- **Your instructions**
Set down, word for word, the stretch of lines from the one containing "chair backrest, one" to the end of the records below.

- **Dataset rows**
_ _ _

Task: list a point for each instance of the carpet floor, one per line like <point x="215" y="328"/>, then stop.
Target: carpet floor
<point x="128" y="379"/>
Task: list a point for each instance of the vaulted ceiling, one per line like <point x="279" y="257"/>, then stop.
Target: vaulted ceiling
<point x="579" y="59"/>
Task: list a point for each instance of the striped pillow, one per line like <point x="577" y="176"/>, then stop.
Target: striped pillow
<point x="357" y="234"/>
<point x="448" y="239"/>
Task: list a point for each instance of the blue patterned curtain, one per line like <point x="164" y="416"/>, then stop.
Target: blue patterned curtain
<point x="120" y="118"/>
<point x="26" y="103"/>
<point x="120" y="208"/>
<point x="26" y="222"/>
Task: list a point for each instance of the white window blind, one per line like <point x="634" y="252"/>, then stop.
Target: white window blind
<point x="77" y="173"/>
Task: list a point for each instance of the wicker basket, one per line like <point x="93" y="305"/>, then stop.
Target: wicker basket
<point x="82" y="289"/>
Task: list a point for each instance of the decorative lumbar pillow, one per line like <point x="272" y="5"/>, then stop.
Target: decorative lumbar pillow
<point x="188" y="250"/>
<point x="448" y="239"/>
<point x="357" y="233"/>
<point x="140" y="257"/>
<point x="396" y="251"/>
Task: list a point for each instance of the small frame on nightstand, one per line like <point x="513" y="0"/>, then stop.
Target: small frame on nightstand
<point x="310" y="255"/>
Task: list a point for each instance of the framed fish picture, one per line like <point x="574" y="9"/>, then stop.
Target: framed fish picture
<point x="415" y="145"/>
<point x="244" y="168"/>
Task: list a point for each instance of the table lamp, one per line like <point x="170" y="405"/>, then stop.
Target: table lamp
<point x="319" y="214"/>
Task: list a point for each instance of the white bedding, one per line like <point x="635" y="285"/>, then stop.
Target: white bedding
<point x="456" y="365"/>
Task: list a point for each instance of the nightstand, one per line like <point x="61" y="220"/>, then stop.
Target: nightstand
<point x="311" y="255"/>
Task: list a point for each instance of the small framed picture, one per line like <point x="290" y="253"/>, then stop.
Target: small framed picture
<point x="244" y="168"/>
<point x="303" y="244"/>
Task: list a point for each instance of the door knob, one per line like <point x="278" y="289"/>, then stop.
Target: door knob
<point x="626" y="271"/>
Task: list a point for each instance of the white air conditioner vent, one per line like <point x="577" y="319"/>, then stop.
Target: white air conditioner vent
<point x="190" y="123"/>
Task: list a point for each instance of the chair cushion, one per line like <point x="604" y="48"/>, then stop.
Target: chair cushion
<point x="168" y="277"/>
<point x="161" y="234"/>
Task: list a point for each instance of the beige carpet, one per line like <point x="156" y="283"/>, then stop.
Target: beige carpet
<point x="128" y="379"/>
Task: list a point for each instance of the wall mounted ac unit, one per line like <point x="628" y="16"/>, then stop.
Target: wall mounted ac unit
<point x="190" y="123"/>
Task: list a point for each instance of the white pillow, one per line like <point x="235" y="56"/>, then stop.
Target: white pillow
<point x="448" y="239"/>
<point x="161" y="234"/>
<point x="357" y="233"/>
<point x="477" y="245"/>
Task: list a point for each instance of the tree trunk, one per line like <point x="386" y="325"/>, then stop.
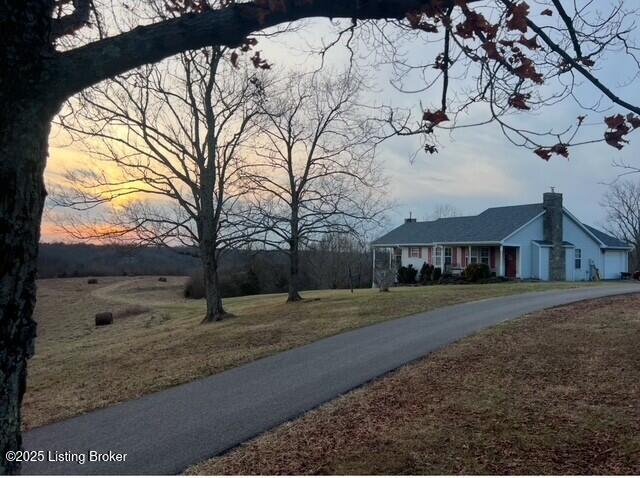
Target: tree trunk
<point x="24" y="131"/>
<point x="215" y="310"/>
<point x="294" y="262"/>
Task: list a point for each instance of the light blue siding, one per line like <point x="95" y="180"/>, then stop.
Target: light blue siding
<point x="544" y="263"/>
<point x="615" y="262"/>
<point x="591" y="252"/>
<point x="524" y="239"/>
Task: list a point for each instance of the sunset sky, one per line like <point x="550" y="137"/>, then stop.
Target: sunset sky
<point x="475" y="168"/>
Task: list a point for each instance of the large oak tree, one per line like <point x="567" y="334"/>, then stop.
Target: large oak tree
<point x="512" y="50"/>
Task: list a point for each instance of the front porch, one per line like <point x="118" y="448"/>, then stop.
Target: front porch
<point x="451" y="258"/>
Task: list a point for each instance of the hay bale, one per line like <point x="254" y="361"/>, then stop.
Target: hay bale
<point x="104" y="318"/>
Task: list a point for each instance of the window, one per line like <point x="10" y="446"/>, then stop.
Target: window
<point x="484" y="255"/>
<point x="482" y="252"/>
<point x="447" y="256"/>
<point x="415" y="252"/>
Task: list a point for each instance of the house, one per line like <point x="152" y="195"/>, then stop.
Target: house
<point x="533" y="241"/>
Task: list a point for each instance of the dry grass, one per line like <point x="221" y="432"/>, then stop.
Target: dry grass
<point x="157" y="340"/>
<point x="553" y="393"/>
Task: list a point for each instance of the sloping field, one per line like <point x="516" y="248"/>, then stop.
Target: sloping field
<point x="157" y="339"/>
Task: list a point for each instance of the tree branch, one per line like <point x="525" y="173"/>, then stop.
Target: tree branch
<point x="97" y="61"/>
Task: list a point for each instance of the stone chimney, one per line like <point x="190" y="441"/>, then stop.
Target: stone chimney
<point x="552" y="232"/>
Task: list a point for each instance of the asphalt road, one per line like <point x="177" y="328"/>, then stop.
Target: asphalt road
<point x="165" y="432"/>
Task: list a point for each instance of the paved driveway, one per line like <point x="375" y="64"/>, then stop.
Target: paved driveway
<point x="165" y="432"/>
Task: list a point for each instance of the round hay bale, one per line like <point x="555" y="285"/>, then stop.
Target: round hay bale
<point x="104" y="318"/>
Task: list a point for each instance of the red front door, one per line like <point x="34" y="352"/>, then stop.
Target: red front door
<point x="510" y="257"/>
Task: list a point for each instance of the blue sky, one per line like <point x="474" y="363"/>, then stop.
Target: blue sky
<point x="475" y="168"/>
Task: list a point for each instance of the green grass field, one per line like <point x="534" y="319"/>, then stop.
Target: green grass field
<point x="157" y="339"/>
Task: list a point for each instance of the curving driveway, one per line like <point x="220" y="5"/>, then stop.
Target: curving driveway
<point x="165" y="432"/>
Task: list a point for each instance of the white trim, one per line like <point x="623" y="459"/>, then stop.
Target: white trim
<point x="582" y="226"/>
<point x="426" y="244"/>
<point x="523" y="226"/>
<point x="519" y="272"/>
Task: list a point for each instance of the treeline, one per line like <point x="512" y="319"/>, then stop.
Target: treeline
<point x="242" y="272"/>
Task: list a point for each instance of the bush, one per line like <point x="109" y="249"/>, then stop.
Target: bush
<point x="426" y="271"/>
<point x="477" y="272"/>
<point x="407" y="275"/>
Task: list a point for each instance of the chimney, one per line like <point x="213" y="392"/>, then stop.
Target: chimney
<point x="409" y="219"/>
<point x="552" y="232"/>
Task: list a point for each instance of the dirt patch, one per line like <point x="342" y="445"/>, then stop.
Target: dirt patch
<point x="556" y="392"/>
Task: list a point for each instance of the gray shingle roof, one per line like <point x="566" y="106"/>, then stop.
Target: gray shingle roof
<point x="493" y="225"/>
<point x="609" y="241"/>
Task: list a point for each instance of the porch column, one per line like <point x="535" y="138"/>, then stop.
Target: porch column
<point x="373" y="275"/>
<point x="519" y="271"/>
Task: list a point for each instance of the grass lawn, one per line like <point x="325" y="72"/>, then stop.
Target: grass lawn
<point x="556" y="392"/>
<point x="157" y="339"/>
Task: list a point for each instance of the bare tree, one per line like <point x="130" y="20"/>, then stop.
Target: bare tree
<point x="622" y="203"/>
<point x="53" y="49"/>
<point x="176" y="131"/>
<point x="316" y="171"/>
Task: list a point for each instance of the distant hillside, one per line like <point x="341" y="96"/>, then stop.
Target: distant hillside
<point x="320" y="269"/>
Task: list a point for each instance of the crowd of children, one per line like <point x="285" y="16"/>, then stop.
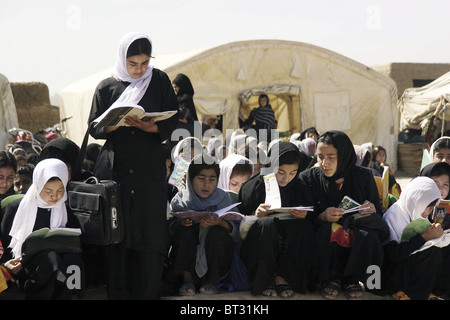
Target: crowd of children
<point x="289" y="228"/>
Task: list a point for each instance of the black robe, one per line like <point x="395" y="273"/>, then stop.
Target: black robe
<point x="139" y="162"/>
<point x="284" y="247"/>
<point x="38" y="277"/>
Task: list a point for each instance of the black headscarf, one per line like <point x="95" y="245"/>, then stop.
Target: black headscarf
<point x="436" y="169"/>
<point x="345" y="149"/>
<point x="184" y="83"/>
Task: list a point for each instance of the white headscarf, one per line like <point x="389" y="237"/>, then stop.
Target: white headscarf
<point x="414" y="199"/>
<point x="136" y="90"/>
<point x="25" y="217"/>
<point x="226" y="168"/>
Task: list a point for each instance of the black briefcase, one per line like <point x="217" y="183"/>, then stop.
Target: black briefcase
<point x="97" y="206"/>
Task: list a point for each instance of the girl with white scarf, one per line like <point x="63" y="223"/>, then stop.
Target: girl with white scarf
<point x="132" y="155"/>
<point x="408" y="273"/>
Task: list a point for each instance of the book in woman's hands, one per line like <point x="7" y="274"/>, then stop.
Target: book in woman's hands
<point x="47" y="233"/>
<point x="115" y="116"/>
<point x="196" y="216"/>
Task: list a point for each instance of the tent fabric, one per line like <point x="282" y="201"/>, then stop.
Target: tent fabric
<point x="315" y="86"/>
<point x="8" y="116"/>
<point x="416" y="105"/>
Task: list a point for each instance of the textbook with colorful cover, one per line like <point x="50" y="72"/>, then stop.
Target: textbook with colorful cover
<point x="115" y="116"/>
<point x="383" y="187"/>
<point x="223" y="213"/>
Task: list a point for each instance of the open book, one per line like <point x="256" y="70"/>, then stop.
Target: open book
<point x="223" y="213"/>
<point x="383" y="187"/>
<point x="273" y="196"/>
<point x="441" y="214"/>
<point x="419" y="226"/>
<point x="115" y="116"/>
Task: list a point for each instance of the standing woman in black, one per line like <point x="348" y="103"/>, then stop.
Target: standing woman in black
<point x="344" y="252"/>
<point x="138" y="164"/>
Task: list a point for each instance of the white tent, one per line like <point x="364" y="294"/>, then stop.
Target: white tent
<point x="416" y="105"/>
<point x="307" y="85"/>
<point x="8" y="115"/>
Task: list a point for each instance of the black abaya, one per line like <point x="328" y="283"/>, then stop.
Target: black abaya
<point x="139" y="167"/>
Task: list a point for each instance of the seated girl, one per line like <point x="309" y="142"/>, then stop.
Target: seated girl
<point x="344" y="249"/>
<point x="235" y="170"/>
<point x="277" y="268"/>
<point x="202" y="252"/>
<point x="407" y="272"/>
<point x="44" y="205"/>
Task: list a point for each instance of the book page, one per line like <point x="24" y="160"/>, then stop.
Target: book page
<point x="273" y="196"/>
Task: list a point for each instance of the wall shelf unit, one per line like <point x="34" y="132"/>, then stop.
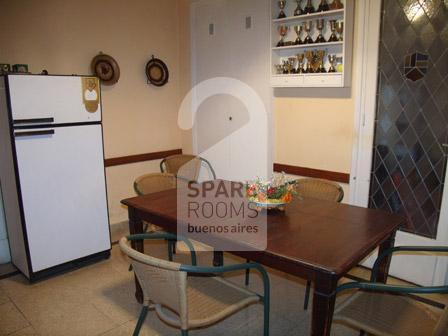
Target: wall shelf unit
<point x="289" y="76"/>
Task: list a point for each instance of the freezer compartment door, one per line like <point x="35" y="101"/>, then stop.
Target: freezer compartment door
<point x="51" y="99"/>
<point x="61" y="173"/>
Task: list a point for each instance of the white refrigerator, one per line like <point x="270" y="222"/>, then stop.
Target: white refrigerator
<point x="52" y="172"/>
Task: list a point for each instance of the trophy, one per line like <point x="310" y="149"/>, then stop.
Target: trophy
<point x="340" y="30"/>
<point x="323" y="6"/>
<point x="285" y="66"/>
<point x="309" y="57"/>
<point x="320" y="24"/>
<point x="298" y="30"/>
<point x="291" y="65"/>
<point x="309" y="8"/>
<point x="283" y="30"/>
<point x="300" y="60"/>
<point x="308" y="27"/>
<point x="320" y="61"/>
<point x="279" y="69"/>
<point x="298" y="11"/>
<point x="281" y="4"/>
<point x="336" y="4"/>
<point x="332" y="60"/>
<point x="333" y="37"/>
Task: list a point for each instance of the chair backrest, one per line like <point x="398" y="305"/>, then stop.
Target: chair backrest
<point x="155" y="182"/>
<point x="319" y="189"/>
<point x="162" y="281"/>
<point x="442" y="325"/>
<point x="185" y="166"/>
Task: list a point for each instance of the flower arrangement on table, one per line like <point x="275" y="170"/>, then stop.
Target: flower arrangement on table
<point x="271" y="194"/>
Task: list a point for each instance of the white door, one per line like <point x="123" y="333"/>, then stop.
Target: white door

_ _ _

- **Response**
Task: list a point for each instance of the chair backrest, one per line like <point x="398" y="305"/>, then stop.
Target: chair backrest
<point x="155" y="182"/>
<point x="319" y="189"/>
<point x="162" y="281"/>
<point x="442" y="325"/>
<point x="185" y="166"/>
Task: list a point for each instance of the flower arrangement on table, one per line like <point x="275" y="170"/>, then stop.
Target: flower arrangement on table
<point x="271" y="194"/>
Task: list a point for each instance of the white door, one per line like <point x="123" y="333"/>, then stop.
Target: white door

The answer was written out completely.